-- Records to process follows --
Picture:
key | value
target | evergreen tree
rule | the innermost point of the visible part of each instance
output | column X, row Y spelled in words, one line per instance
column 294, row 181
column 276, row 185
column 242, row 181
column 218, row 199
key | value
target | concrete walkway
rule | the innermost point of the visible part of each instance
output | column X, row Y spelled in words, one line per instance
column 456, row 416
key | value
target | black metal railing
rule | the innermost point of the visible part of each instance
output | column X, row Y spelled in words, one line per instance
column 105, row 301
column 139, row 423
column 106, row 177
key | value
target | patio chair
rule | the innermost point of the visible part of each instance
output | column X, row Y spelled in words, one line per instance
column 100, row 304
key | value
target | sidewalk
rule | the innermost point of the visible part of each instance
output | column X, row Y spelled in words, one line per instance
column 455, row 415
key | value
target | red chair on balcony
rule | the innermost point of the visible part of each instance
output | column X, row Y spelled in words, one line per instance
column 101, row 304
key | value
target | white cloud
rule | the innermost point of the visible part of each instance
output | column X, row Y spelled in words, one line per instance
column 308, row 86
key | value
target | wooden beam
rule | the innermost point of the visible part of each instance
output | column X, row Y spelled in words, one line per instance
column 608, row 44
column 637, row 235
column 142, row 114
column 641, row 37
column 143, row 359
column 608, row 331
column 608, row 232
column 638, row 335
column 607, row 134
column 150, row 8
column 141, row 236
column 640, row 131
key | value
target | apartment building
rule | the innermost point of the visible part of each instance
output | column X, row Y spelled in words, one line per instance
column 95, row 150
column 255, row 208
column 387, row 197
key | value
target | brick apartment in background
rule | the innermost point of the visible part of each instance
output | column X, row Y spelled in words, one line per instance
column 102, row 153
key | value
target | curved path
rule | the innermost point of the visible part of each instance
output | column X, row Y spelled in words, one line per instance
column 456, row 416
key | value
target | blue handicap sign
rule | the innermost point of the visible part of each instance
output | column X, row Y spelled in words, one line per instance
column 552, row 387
-- Records to process concluded --
▶ _Required work_: Please repeat each line above exactly.

▶ _Exercise solution_:
Picture:
key | value
target | evergreen tree
rule | the innermost point of the visible part of each instance
output | column X, row Y spelled in words, one line per instance
column 294, row 181
column 276, row 185
column 242, row 181
column 218, row 199
key | value
target | concrete walkway
rule | the innermost point of the visible part of each instance
output | column X, row Y spelled in words, one line per instance
column 456, row 416
key | value
target | black metal railing
rule | the innermost point of the visible part of each instance
output | column X, row Y spelled in words, one line per instance
column 105, row 301
column 139, row 423
column 106, row 177
key | value
target | patio chair
rule | the innermost point of the visible part of each instance
output | column X, row Y spelled in words, one line per instance
column 100, row 304
key | value
target | sidewalk
rule | the innermost point of the visible part of each instance
output | column X, row Y spelled in words, one line per instance
column 455, row 415
key | value
target | red chair on balcony
rule | the innermost point of the visible part of each instance
output | column X, row Y spelled in words, one line per instance
column 101, row 304
key | value
target | white cloud
rule | the innermost point of the visible part of each instance
output | column X, row Y spelled in words, one line per instance
column 308, row 86
key | value
target | wooden beam
rule | the innermost point of the visible part of each instance
output | column X, row Y spelled in words, one line per instance
column 608, row 44
column 637, row 235
column 142, row 114
column 641, row 37
column 143, row 359
column 608, row 331
column 608, row 232
column 638, row 335
column 607, row 134
column 150, row 8
column 141, row 236
column 640, row 131
key | value
target | apartment building
rule | the innermost point of the visible part of each instance
output | column X, row Y spelled in words, one line per instance
column 95, row 150
column 255, row 208
column 387, row 197
key | value
target | brick apartment in background
rule | the innermost point of the visible part of each instance
output | column X, row Y spelled in words, one line per instance
column 102, row 153
key | value
target | curved path
rule | the innermost point of the visible part of each instance
output | column X, row Y spelled in words, one line per instance
column 456, row 416
key | value
target | blue handicap sign
rule | the innermost point of the visible part of each instance
output | column X, row Y spelled in words, one line per instance
column 552, row 387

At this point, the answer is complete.